Ever wondered about sensor outputs? Why are there so many to choose from? Why not just standardize on one output, and be done?
Let’s take a quick look through the most popular types of sensor outputs. Each type has strengths and weaknesses that give it advantages in certain situations. Matching these qualities with your situation will help you maximize your sensors’ performance.
How it works: A current regulator in the sensor turns supplied voltage into a current proportional to the physical measurement driving the regulator (pressure, distance, etc.). The current regulator in the sensor exempts the current loop from Ohm’s Law to a rather useful extent. As long as enough voltage is supplied to the sensor to power the regulator, varying voltage from the supply will not change the current output of the sensor. That is a neat trick.
Why it’s popular: Only two wires are needed between the sensor and the supply/receiver, and return measurements are unaffected by varying source voltage or voltage drop due to circuit length. Also, because the zero signal (4 mA) is non-zero, a signal of 0 mA indicates that the current loop is broken, rather than just a zero measurement. This makes debugging a 4-20 mA circuit easier.
Downsides: The only major downside to 4-20 mA for sensors is that each sensor requires its own cable run to the power supply/receiver. For larger scale control systems, each 4-20 mA loop only sends information one way, either to or from the instrument.
DC Voltage output sensors come in many output ranges: 0 to 2, 5 or 10 VDC; 1 to 5, 6, or 10 VDC; even 0.5 to 4.5 VDC; and so on. But they all operate on the same principle: a voltage output that is proportional to the physical measurement.
How it works: The physical measurement puts strain or stress across piezoelectric gauges, which turn supplied voltage into a proportional output voltage (sounds kinda familiar…). As with 4-20 mA sensors, the output will operate independent of source fluctuations as long as the supply voltage is sufficient for sensor operation.
Why it’s popular: Since voltage is easier to measure—in fact, current is often measured using a proxy voltage—control systems and signal receivers are cheaper to build for voltage output sensors. VDC sensors generally use less power than current sensors. And, the number of ranges available allows for flexibility in matching sensor output to anticipated input range.
Downsides: Voltage drop and noise sensitivity are two major disadvantages for VDC sensors. Since the signal from the sensor is voltage, voltage drop across the length of the cable run from sensor to receiver directly affects the accuracy of the measurement. Thus, run length must be considered for VDC sensors. Also, since electromagnetic interference intrudes into systems as voltage disturbances, noise directly affects the accuracy of the measurement as well. And, compared to the two wires needed to run 4-20 mA loops, a VDC sensor needs four wires (two for supply voltage, and two for output voltage).

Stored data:
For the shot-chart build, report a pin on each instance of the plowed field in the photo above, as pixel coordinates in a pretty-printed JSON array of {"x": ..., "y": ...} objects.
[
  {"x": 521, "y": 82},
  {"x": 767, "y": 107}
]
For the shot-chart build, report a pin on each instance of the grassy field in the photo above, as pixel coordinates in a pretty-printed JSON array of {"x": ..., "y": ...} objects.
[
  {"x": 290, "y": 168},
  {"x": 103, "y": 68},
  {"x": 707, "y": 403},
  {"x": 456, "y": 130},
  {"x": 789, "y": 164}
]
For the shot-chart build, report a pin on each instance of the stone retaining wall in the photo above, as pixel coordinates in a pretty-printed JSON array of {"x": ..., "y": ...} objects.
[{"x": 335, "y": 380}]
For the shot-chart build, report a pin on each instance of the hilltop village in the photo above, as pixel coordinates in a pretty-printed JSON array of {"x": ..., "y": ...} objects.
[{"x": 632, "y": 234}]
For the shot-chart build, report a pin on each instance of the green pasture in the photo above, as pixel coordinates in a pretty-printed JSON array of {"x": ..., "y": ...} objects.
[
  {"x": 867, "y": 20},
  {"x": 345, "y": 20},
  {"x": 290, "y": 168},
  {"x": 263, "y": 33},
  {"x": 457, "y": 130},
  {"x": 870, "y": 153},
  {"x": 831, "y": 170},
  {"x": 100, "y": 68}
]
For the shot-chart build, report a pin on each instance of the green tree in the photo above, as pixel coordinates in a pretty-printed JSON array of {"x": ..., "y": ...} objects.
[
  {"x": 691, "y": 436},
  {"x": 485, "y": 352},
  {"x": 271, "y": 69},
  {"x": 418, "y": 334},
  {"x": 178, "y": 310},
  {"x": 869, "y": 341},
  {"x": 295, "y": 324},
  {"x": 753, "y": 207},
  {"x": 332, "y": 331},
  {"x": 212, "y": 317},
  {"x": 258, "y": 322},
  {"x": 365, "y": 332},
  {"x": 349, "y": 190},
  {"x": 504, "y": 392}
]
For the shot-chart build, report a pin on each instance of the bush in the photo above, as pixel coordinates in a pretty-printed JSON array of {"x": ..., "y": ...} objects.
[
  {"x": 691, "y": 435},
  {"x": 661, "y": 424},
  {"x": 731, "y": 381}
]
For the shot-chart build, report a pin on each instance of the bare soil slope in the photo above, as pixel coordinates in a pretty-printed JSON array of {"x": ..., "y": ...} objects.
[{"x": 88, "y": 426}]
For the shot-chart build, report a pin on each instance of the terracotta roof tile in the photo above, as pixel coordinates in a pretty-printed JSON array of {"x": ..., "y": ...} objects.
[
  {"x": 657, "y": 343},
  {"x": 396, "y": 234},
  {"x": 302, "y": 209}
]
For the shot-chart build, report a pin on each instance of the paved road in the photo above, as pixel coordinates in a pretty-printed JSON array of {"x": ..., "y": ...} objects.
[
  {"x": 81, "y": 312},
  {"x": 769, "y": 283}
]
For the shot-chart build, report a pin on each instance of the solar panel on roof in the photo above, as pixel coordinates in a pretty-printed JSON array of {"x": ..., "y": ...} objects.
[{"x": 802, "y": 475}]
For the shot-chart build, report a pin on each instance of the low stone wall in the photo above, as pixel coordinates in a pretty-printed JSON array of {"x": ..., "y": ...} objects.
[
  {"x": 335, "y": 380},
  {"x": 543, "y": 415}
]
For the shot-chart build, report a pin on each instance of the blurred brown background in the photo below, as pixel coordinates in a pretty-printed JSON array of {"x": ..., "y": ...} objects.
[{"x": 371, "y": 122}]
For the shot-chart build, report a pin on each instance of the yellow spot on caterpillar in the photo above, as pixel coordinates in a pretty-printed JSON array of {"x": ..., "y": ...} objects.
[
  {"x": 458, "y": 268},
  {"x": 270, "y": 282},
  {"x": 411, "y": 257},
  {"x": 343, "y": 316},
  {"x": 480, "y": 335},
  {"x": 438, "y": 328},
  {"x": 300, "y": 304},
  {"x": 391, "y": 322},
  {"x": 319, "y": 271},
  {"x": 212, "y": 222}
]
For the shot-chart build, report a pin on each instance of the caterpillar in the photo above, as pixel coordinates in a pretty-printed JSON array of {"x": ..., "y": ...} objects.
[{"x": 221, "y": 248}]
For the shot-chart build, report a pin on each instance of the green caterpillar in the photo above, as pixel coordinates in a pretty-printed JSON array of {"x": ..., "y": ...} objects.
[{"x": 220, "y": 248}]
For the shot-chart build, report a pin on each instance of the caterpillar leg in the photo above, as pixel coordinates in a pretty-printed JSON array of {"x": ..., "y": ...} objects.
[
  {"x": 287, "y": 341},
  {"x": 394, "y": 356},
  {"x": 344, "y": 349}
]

* _What you need to do_:
- 1) From the text on sensor outputs, list every DC voltage output range it names.
- 2) Extend the text on sensor outputs, starting after its final sentence.

* _Answers in order_:
- 1)
- 0 to 2 VDC
- 0 to 5 VDC
- 0 to 10 VDC
- 1 to 5 VDC
- 1 to 6 VDC
- 1 to 10 VDC
- 0.5 to 4.5 VDC

- 2)
Unlike 4-20 mA and VDC output, output signals from mV/V sensors are directly dependent on input signals.
How it works: As with the previous sensors, the physical measurement has a proportional effect on the output signal of a mV/V sensor. However, mV/V sensors do not have the signal isolating circuits of 4-20 mA and VDC sensors. Consequently, the output is affected by both physical measurement and source voltage.
Why it’s popular: mV/V technology is cheap. We’ve already seen that measuring voltage is cheaper than measuring current; add to that the additional cost savings of much simpler electronics in the sensor itself (no output isolation circuitry), and a mV/V sensor, with the same piezoelectric components as a 4-20 mA or VDC sensor, comes at a much lower cost.
Downsides: Unamplified signals have a short range and are susceptible to noise interference. We recommend no more than 30 ft. between mV/V sensors and control equipment.
There are several (perhaps a plethora) of communications or control standards used in industrial settings. Some are simple enough that they can be implemented as homegrown systems with compatible components. Others require specific devices and controllers from specific manufacturers.
How they work: Each system varies. Basic standards are just that: standards. They guarantee that components built to the standard, by any manufacturer, will communicate with other components. If you can program a computer or other controller to communicate according to the standard, it will be compatible with any components you buy.
More complicated protocols go beyond simple structures for communication between controllers and components. In theory, the more complicated protocols allow for more flexibility and customization in the control system. However, this can also require components capable of interactions with the more complex protocol.
Why they are popular: Enhanced control. Each layer of complexity in a communication or control standard allows for more user control. These enhancements can be system visualizations, remote control, automated control, data collection and storage, even multiple system integration. Using a communication or control network also allows for daisy-chained sensors, rather than individual cable runs to each sensor.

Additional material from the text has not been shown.